_DATA_:
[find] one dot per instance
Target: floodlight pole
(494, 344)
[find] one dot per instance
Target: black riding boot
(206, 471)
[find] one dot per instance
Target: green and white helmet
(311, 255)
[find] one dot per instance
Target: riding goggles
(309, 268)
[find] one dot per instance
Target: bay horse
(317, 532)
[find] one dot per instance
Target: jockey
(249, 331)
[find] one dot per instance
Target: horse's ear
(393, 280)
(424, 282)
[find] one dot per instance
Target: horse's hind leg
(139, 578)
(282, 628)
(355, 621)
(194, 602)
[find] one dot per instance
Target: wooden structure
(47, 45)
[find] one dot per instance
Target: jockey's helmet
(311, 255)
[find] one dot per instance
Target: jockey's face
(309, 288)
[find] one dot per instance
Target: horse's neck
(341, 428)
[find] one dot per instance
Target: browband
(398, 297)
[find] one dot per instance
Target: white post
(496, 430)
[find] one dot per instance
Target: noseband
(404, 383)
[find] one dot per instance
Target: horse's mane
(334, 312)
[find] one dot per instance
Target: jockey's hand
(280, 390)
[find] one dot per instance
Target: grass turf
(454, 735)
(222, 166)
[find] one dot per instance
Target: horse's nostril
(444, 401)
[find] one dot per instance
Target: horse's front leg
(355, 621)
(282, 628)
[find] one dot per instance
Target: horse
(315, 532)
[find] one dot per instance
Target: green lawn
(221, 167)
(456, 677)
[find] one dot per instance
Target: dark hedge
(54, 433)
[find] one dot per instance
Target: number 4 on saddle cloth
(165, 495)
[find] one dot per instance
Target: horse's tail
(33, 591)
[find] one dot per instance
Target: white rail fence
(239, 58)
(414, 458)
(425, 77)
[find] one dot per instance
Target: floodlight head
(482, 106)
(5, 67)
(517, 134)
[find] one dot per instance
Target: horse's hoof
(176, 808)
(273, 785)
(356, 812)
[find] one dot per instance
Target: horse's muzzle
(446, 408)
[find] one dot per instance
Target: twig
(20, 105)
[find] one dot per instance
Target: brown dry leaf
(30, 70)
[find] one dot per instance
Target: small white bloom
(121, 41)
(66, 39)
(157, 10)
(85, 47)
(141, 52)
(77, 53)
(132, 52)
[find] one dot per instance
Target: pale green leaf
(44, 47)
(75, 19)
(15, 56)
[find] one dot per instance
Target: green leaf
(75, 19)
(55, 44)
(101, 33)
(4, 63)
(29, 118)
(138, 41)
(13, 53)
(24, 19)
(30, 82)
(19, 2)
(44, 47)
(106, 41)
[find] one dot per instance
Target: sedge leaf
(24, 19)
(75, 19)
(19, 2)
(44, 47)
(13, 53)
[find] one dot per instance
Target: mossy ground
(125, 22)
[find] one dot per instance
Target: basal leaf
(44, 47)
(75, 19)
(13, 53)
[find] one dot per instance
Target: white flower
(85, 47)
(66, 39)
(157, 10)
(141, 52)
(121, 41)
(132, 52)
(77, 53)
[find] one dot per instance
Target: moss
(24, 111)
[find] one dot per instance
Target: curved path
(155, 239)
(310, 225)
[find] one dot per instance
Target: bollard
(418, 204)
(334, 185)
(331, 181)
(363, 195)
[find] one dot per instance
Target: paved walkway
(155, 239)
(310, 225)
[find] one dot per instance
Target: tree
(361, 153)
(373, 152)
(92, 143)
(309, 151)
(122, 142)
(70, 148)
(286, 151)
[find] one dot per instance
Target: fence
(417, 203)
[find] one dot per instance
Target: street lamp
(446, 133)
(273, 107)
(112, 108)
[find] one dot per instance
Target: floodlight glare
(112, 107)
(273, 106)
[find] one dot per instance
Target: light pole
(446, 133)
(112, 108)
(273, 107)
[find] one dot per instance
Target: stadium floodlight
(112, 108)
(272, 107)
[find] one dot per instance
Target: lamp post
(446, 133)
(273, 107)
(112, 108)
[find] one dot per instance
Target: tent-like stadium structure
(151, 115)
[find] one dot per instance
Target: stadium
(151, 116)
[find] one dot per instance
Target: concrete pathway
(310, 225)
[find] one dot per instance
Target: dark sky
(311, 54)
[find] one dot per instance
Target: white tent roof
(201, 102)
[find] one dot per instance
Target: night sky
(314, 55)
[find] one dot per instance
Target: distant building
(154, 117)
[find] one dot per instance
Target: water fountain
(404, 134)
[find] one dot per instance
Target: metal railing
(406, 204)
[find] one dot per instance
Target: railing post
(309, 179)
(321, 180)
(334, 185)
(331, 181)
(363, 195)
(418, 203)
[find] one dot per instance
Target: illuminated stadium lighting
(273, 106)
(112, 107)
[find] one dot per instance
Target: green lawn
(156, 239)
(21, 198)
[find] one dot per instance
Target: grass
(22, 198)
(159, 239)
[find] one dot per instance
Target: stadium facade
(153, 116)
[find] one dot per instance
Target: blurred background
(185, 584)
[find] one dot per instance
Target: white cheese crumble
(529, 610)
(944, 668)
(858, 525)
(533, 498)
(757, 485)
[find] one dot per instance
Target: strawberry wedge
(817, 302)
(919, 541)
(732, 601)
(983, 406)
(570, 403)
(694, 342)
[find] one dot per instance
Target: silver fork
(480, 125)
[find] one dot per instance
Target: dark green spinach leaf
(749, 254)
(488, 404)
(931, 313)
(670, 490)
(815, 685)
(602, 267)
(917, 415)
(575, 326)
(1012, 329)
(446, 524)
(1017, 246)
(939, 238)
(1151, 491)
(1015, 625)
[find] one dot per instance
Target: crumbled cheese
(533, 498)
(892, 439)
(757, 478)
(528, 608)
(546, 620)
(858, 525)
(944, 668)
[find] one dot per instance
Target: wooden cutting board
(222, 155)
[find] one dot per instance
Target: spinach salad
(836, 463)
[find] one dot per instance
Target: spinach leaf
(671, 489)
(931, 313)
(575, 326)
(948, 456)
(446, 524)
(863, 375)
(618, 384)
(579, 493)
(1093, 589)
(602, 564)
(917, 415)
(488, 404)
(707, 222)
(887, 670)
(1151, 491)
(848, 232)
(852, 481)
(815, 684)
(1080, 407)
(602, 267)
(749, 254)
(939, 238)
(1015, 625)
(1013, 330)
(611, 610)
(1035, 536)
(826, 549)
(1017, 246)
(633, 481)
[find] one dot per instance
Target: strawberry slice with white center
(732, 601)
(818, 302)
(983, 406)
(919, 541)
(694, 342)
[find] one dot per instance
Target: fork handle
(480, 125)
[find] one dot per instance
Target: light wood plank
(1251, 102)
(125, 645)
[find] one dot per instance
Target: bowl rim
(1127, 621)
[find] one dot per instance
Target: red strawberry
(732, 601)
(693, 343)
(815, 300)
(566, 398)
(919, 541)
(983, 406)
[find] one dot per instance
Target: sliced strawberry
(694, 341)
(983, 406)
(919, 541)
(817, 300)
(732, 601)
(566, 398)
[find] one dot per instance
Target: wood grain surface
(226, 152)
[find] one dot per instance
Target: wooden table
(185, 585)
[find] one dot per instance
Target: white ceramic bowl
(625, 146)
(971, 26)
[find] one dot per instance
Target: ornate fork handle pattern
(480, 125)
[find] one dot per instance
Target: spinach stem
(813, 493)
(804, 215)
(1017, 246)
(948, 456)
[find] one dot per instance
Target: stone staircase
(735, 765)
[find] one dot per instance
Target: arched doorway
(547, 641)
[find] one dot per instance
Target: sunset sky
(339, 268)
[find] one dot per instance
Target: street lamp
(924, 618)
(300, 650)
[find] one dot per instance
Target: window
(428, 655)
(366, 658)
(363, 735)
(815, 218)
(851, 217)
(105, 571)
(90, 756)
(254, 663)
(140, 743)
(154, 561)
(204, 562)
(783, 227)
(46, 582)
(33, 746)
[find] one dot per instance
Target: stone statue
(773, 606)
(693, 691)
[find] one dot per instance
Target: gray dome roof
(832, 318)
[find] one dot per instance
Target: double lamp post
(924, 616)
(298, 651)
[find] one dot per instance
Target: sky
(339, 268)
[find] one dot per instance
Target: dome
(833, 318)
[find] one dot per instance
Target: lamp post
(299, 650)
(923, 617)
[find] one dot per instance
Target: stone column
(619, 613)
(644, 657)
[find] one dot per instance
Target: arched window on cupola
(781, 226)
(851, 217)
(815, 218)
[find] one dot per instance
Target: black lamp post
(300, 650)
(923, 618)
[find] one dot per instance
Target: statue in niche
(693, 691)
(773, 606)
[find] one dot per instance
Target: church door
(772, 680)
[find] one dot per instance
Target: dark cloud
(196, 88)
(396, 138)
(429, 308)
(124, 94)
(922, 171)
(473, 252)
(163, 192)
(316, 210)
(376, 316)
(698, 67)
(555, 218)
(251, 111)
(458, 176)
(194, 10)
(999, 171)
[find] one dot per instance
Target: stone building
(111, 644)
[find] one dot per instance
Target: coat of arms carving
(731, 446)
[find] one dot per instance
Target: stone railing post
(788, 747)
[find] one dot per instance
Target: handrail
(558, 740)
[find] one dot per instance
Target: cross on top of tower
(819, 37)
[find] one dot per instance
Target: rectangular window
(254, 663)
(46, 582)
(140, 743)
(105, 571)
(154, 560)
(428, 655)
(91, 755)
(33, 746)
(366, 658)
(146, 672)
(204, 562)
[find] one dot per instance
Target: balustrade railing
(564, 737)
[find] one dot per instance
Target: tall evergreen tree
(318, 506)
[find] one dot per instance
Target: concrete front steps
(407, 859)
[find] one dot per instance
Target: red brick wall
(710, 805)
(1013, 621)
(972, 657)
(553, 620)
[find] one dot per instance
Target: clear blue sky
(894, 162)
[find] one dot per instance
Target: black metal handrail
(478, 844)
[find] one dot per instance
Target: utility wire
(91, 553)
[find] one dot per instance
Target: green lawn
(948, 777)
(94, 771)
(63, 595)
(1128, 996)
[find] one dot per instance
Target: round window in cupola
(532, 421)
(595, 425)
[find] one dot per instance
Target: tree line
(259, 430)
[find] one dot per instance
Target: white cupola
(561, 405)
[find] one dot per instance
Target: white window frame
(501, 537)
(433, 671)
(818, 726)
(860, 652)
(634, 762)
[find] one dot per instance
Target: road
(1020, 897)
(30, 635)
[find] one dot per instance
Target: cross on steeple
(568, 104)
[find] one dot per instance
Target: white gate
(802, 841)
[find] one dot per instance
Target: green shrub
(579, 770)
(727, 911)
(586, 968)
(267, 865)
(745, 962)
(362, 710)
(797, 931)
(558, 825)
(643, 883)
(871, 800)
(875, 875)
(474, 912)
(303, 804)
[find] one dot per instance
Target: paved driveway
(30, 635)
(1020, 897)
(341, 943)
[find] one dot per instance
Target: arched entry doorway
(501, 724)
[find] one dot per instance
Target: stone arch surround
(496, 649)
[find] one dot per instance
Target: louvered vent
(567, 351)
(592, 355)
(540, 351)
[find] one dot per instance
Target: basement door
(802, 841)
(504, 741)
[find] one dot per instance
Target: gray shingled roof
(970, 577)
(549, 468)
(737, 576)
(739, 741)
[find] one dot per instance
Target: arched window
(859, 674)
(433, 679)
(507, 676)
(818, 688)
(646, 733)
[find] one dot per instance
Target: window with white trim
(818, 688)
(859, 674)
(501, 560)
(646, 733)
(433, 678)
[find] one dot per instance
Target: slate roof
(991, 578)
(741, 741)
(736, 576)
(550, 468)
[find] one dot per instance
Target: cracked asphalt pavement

_EXERCISE OBJECTIVE_:
Pick out every line above that contains the string "horse" and copy each one.

_SOLUTION_:
Target: bay horse
Target: horse's ear
Target: horse's hind leg
Target: horse's neck
Target: horse's mane
Target: horse's nostril
Target: horse's front leg
Target: horse
Target: horse's tail
Target: horse's hoof
Target: horse's muzzle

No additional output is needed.